** PROBLEM DETAILS **
Copy the records below word for word, but leave out the pictures.

** MATERIAL **

***

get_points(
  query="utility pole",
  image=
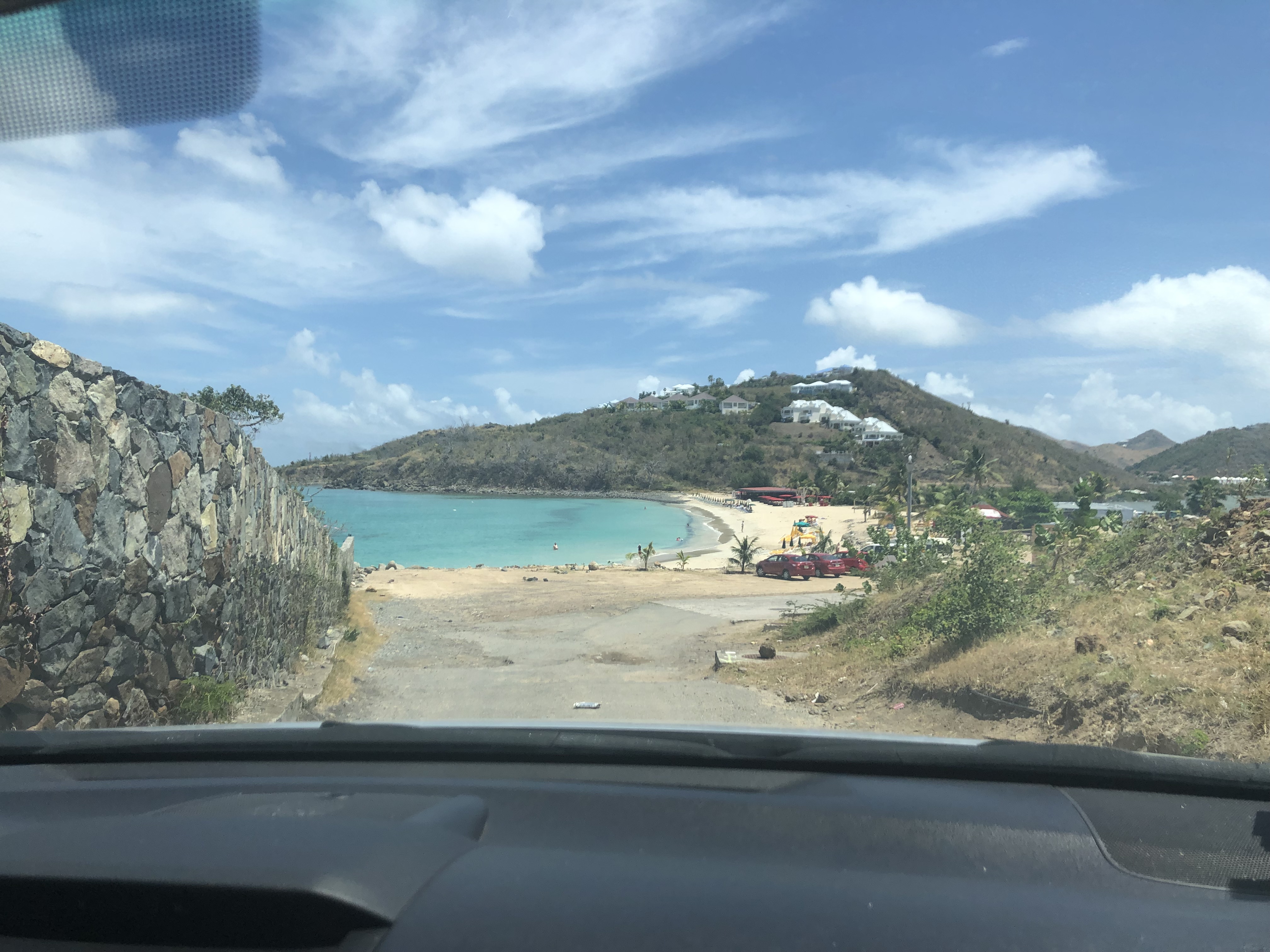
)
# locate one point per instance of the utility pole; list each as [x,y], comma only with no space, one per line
[910,493]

***

** TASK ANSWER **
get_points(
  query="utility pole",
  image=
)
# locate one point per instance of the utility pole; list each as [x,y], comma only with no space, one per line
[910,493]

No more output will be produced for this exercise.